> **WORK ORDER**:
Reproduce the passage of the flu vaccine page between "- people living" and "clinical risk factors.", inclusive.

> **SOURCE DOCUMENT**:

The Flu Vaccine is a very important. Each year our hospitals see an increase of patients due to those suffering from flu. People who develop flu are at risk of further complications such as bronchitis or pneumonia.
We are fortunate in the West Midlands that most people recognise the importance of the Flu Vaccine. However, there is still room for improvement.
Who is eligible?
Due to Covid-19, the Government has increased the number of people who can access the vaccine for free. The following groups are eligible for a free vaccine:
- all those aged two to eleven (but not twelve years or older) on 31 August 2020
- people aged six months to under 65 years in clinical risk groups
- all pregnant women (including those who become pregnant during flu season)
- people aged 65 years and over (including those becoming 65 years by 31 March 2021)
- people living in long-stay residential care homes or other long-stay care facilities
- household contacts of those on the NHS shielded patient list and immunocompromised individuals
- all frontline health and social care workers
- individuals between 50 and 64 years may be offered flu vaccine under the NHS flu vaccination programme following prioritisation of other eligible groups and subject to vaccine supply
The extension of the seasonal flu vaccination programme aims to lower the public health impact of flu by:
- providing direct protection thus preventing a large number of cases of flu infection
- providing indirect protection by lowering flu transmission:
- to other children
- to adults
- to those in the clinical risk groups of any age
Reducing flu transmission in the community averts many cases of severe flu and flu-related deaths in older adults and people with clinical risk factors.
Types of vaccination
There are two main types of vaccine available:
- inactivated – given by injection
- live attenuated – given by nasal application
None of the flu vaccines can cause clinical influenza in those that can be vaccinated.

> **Stored data entries**:
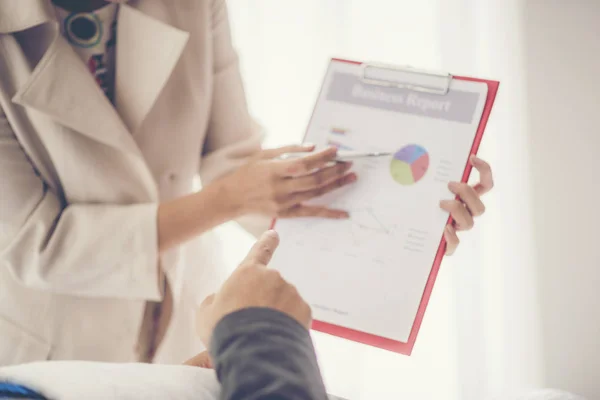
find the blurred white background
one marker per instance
(516, 307)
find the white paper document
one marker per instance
(368, 273)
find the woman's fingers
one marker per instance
(302, 211)
(316, 179)
(263, 249)
(298, 198)
(486, 178)
(468, 195)
(462, 217)
(268, 154)
(452, 240)
(306, 164)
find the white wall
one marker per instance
(563, 95)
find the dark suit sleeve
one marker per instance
(259, 353)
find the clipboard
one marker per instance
(432, 83)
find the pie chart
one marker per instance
(409, 164)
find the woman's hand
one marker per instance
(279, 188)
(469, 204)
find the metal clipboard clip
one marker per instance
(406, 77)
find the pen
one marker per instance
(341, 155)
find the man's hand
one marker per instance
(252, 284)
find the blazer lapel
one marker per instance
(147, 52)
(62, 87)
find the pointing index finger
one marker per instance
(262, 251)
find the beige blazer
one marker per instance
(80, 180)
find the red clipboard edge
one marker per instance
(390, 344)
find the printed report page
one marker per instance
(368, 273)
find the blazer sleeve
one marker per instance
(92, 250)
(233, 136)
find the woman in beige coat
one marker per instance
(100, 246)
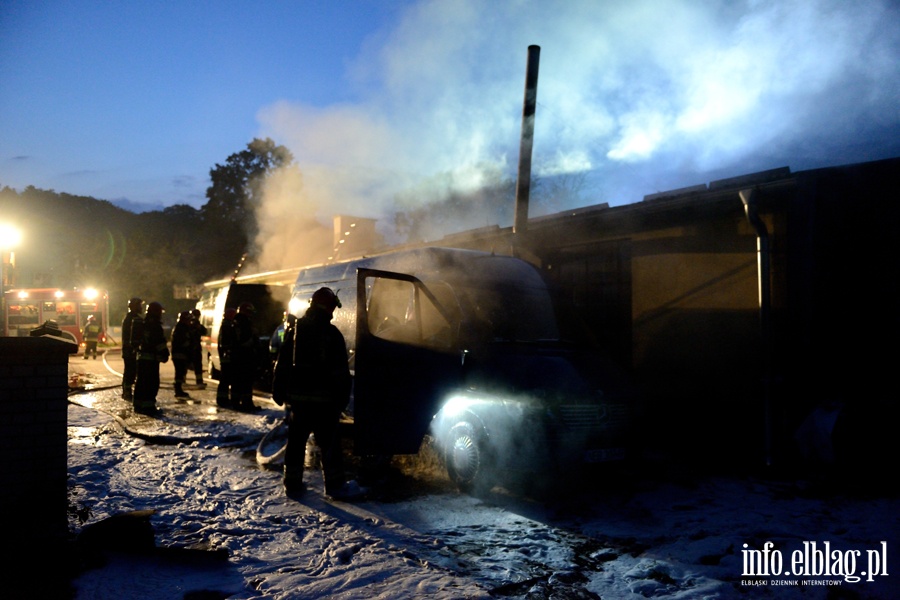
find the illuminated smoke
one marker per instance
(639, 97)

> **PROBLEM SOLUTION**:
- people living in long-stay residential care homes or other long-stay care facilities
- household contacts of those on the NHS shielded patient list and immunocompromised individuals
- all frontline health and social care workers
- individuals between 50 and 64 years may be offered flu vaccine under the NHS flu vaccination programme following prioritisation of other eligible groups and subject to vaccine supply
The extension of the seasonal flu vaccination programme aims to lower the public health impact of flu by:
- providing direct protection thus preventing a large number of cases of flu infection
- providing indirect protection by lowering flu transmission:
- to other children
- to adults
- to those in the clinical risk groups of any age
Reducing flu transmission in the community averts many cases of severe flu and flu-related deaths in older adults and people with clinical risk factors.